··· Records for this exercise ···
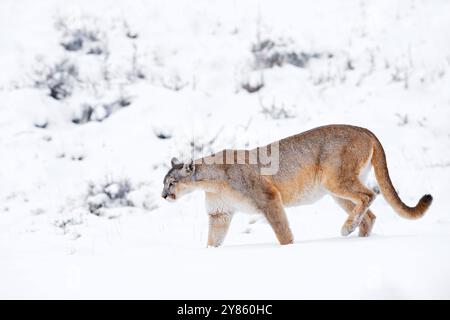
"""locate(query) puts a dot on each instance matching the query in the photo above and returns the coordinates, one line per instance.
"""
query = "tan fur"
(325, 160)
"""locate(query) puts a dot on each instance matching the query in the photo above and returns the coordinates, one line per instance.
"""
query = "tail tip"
(428, 198)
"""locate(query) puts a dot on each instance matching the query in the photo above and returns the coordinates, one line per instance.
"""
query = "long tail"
(382, 174)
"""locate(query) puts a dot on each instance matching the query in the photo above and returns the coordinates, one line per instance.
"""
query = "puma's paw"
(347, 229)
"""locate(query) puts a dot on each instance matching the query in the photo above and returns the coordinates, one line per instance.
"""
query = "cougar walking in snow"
(300, 169)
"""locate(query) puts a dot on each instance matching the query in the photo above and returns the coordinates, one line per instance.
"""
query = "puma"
(331, 160)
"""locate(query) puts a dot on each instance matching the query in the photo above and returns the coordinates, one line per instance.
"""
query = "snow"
(383, 65)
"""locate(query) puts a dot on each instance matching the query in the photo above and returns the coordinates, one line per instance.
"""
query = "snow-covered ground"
(137, 82)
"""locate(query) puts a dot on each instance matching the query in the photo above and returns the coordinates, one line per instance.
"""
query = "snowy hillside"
(96, 96)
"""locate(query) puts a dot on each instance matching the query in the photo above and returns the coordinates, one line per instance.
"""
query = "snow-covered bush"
(82, 35)
(268, 54)
(58, 78)
(115, 193)
(99, 111)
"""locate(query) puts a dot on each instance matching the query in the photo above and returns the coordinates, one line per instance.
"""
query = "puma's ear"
(189, 166)
(176, 164)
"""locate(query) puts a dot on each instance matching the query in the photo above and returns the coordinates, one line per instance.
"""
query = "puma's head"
(176, 181)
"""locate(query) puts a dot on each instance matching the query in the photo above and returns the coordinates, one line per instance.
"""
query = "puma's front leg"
(219, 223)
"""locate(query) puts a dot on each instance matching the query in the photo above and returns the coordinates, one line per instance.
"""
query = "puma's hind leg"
(362, 197)
(368, 221)
(219, 223)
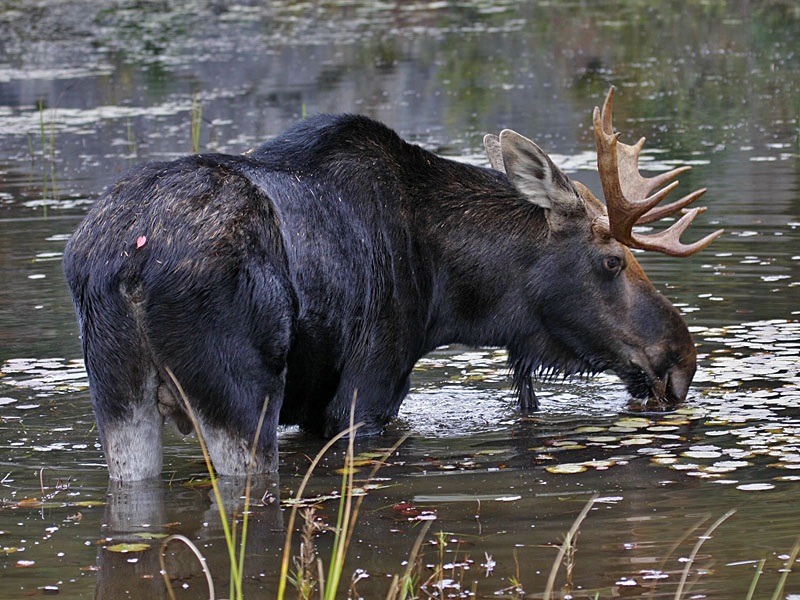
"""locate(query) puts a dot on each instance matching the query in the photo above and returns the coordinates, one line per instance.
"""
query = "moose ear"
(492, 144)
(532, 172)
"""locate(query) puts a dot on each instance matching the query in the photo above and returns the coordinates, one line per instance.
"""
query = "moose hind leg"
(132, 437)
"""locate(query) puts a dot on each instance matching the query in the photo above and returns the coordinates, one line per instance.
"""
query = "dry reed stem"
(200, 558)
(548, 590)
(696, 549)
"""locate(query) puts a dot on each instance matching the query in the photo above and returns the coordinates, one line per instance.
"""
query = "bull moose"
(330, 259)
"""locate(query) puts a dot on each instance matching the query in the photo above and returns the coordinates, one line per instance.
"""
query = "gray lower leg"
(231, 453)
(133, 444)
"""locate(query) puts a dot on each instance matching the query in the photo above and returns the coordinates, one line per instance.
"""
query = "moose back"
(326, 262)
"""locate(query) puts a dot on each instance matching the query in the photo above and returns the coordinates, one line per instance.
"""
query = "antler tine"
(656, 213)
(627, 196)
(668, 241)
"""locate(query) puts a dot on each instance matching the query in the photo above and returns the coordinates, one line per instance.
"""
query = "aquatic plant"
(196, 120)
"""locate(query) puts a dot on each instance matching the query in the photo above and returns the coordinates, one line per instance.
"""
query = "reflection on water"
(712, 84)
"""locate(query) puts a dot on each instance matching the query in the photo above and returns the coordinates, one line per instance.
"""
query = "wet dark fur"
(326, 261)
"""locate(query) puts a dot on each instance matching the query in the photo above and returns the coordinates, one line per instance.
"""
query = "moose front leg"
(528, 402)
(523, 384)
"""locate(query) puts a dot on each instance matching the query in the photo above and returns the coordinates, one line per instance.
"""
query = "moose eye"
(612, 264)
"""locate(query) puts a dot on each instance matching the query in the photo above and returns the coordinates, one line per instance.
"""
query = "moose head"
(599, 311)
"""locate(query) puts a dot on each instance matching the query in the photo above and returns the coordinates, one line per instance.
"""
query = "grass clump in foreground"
(306, 572)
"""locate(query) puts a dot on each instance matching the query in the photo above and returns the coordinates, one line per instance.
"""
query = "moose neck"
(483, 239)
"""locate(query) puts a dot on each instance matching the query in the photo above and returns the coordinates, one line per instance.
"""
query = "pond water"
(90, 88)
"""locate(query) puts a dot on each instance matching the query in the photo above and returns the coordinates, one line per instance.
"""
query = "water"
(714, 84)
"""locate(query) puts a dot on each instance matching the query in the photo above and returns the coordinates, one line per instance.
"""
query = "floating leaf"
(566, 468)
(128, 547)
(150, 536)
(755, 487)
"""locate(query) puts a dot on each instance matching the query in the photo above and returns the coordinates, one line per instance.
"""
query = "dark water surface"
(711, 83)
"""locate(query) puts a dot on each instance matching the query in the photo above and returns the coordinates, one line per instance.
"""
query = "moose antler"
(627, 193)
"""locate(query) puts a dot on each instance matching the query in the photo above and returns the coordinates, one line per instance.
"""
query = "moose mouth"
(655, 392)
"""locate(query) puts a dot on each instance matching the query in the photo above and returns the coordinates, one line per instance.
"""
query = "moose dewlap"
(329, 260)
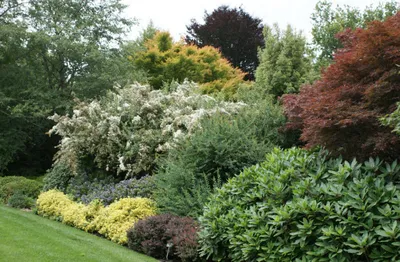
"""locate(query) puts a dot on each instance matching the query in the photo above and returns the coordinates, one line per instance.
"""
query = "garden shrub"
(165, 234)
(14, 185)
(108, 191)
(7, 179)
(165, 61)
(126, 130)
(305, 206)
(342, 111)
(112, 221)
(222, 148)
(19, 200)
(52, 204)
(57, 177)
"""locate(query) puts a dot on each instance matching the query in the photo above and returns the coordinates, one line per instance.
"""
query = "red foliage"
(152, 235)
(341, 111)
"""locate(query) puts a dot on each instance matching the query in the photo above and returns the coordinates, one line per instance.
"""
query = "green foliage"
(234, 32)
(112, 221)
(19, 190)
(125, 131)
(57, 178)
(327, 22)
(20, 200)
(222, 148)
(305, 206)
(284, 62)
(165, 62)
(393, 120)
(23, 232)
(165, 236)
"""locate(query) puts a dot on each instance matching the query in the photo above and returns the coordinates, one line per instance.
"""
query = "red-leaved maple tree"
(341, 111)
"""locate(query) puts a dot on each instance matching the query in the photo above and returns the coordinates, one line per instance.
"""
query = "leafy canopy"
(165, 61)
(284, 64)
(49, 49)
(125, 131)
(341, 111)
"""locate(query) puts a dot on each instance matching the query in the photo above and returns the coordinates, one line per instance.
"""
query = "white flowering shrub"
(128, 128)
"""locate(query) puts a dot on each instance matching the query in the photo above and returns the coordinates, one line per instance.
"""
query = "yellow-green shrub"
(165, 61)
(112, 221)
(82, 216)
(52, 204)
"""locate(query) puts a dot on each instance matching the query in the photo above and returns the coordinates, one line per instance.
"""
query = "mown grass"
(27, 237)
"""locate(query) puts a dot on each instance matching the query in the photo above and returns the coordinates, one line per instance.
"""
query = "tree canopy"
(284, 64)
(165, 61)
(234, 32)
(341, 111)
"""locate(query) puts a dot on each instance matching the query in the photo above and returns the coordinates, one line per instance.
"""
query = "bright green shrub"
(222, 148)
(112, 221)
(165, 62)
(303, 206)
(57, 178)
(52, 204)
(10, 186)
(393, 120)
(125, 131)
(7, 179)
···
Given request -> Pictures in the records must not appear in the copy; transcribe everything else precisely.

Output of the exercise ->
"""locate(query) puts a dot on each instance matching the query in the photo above and returns the coordinates, one line per instance.
"""
query = "tan fur"
(325, 160)
"""locate(query) puts a dot on each instance matching the query in the photo above and returns the coordinates, one line per instance.
"""
query = "tail tip"
(428, 198)
"""locate(query) puts a dot on each instance matching the query in the photo above and returns the coordinates, one line per instance.
"""
query = "long tail"
(382, 174)
"""locate(query) puts a dot on each instance matching the query in the photo above and returns the coordinates, one line per instance.
"""
query = "puma's paw"
(347, 229)
"""locate(query) puts a dot on each instance matching the query in the photo above and returns the coordinates, one line per instance.
"""
query = "cougar walking in snow"
(300, 169)
"""locate(query) puts a dot on each instance matching the query in the photo above and returns the coordinates, one line per instance.
"""
query = "puma"
(331, 160)
"""locate(query) puts a dot on each instance matching the query in the photo above and returns the coordinates, one line per instance.
"""
query = "snow"
(383, 65)
"""locate(query) puts a dot on each instance matching the query in the photo above and returns the coordinates, one line per instance.
"""
query = "snow-covered ground"
(137, 82)
"""locate(query) puts a dot on each instance matching the query in the photo above and returns the coordinates, one line per instance.
"""
query = "snowy hillside"
(96, 96)
"""locate(query) puts a dot on each instance matching the query in the photo above and returns the coordinates, one line per instance.
"""
query = "snow-covered bush"
(82, 35)
(268, 54)
(58, 78)
(115, 193)
(99, 111)
"""locate(query) puts a dot on each instance matching the query in the photo above and returns the coordinates, one line per instance.
"""
query = "puma's ear"
(189, 166)
(176, 164)
"""locate(query) puts a dot on each instance matching the query in the photo above and returns the coordinates, one line per instance.
"""
query = "puma's head"
(176, 181)
"""locate(query) puts a dot on each instance matching the query in the photo above and returns the coordinates, one line per instance.
"""
query = "puma's front leg"
(219, 223)
"""locate(query) puts a dot on each instance matching the query in the photo above and returns the coordinates, one line per instance.
"""
query = "puma's hind leg"
(362, 197)
(368, 221)
(219, 223)
"""locate(query) puts a dot on each instance matching the query in the photo above and returns the coordinates, one line per instance.
"""
query = "moose ear"
(492, 144)
(532, 172)
"""locate(query) puts a dot on each instance matching the query in the photo above and returns the coordinates, one line per instance.
"""
query = "moose hind leg"
(132, 437)
"""locate(query) puts a dot on each instance matching the query in the photo above and returns the coordinates, one line per instance.
"""
query = "dry reed stem"
(200, 558)
(548, 590)
(696, 549)
"""locate(query) puts a dot on each instance matching the query in the photo above and returns the coordinates, one line per instance.
"""
query = "bull moose"
(330, 259)
"""locate(query) puts a dot on each instance matching the query in the photo above and returns the coordinates, one line per instance.
"""
query = "gray lower leg"
(231, 453)
(133, 444)
"""locate(query) puts a dot on each instance matching the query in the photo above and returns the coordinates, one line per instance.
"""
query = "moose back"
(326, 262)
"""locate(query) puts a dot on each instance matching the query in the photo above and returns the coordinates, one line per instance.
"""
query = "antler tine"
(656, 213)
(627, 196)
(668, 241)
"""locate(query) puts a dot on each instance matching the query in the photo above and returns the coordinates, one line per instance.
"""
query = "aquatic plant"
(196, 120)
"""locate(query) puts a dot on each instance matching the query in the photo above and returns the coordinates, one line per instance.
"""
query = "reflection on water"
(712, 84)
"""locate(query) puts a dot on each instance matching the query in the photo above and returns the coordinates, one line per instance.
"""
query = "wet dark fur"
(326, 261)
"""locate(query) puts a dot on each instance matching the query in the photo above and returns the coordinates, one line per instance.
"""
query = "moose front leg"
(528, 402)
(523, 384)
"""locate(query) puts a dot on each instance matching the query in the photo above and returns the coordinates, one line per instance.
"""
query = "moose eye"
(612, 264)
"""locate(query) puts a dot on each instance matching the query in the photo above and returns the coordinates, one line per instance.
"""
query = "moose head"
(599, 311)
"""locate(query) puts a dot on each instance matching the query in the photo above and returns the coordinates, one line per instance.
"""
query = "grass clump in foreground"
(306, 572)
"""locate(query) puts a dot on each instance matching the query in the photo above and returns the coordinates, one line per instance.
"""
query = "moose neck"
(483, 239)
"""locate(query) puts a dot on each instance matching the query in the photo above and returns the coordinates, one line per instance.
"""
query = "pond water"
(90, 88)
"""locate(query) puts a dot on each instance matching the query in the photo above and returns the coordinates, one line per instance.
"""
query = "water"
(714, 84)
"""locate(query) puts a dot on each instance matching the query in the photo above and returns the coordinates, one line per instance.
"""
query = "floating leaf"
(566, 468)
(128, 547)
(150, 536)
(755, 487)
"""locate(query) puts a dot on each instance matching the query in the photo above and returns the coordinates, one line per instance.
"""
query = "dark water surface"
(711, 83)
"""locate(query) puts a dot on each instance matching the query in the photo above and returns the coordinates, one line per instance.
"""
query = "moose antler"
(627, 193)
"""locate(query) puts a dot on each instance matching the query in the photo above and returns the coordinates, one line per instance.
"""
query = "moose mouth"
(655, 392)
"""locate(query) puts a dot on each instance matching the query in the photo above and returns the coordinates, one line per instance.
"""
query = "moose dewlap"
(329, 260)
"""locate(query) puts a dot on each instance matching the query in the photo above and returns the coordinates, one line per instance.
"""
query = "garden shrub"
(165, 234)
(14, 185)
(108, 191)
(7, 179)
(165, 61)
(126, 130)
(305, 206)
(342, 111)
(112, 221)
(222, 148)
(19, 200)
(52, 204)
(57, 177)
"""locate(query) puts a dot on each instance matching the query in the photo above and returns the coordinates, one line per instance.
"""
query = "red foliage"
(152, 235)
(341, 111)
"""locate(query) puts a dot on each instance matching the query in the photo above and returns the coordinates, one line per instance.
"""
query = "green foliage"
(234, 32)
(112, 221)
(19, 190)
(125, 131)
(57, 178)
(327, 22)
(20, 200)
(222, 148)
(305, 206)
(284, 62)
(165, 62)
(393, 120)
(23, 232)
(165, 236)
"""locate(query) puts a dot on each instance matching the query in the photo above and returns the coordinates, one line per instance.
"""
query = "red-leaved maple tree"
(341, 111)
"""locate(query) puts a dot on each instance matching the query in the photo above and returns the coordinates, one line per instance.
"""
query = "leafy canopy"
(165, 61)
(284, 64)
(49, 49)
(125, 131)
(341, 111)
"""locate(query) puts a dot on each instance matching the query in the photo above and returns the coordinates, one line per instance.
"""
query = "white flowering shrub"
(128, 128)
"""locate(query) puts a dot on each instance matching the query in the photo above and returns the coordinates, one line per instance.
"""
query = "yellow-green shrub"
(165, 61)
(112, 221)
(82, 216)
(52, 204)
"""locate(query) puts a dot on each instance matching the query in the photo above and returns the coordinates, one line per instance.
"""
query = "mown grass"
(27, 237)
"""locate(query) puts a dot on each instance matching the query in the photo above and returns the coordinates, one line per instance.
"""
query = "tree canopy"
(284, 64)
(165, 61)
(234, 32)
(341, 111)
"""locate(query) puts a dot on each instance matching the query in the photo above and returns the coordinates, one line per instance.
"""
query = "bright green shrub"
(222, 148)
(112, 221)
(165, 62)
(303, 206)
(57, 178)
(52, 204)
(10, 186)
(393, 120)
(125, 131)
(7, 179)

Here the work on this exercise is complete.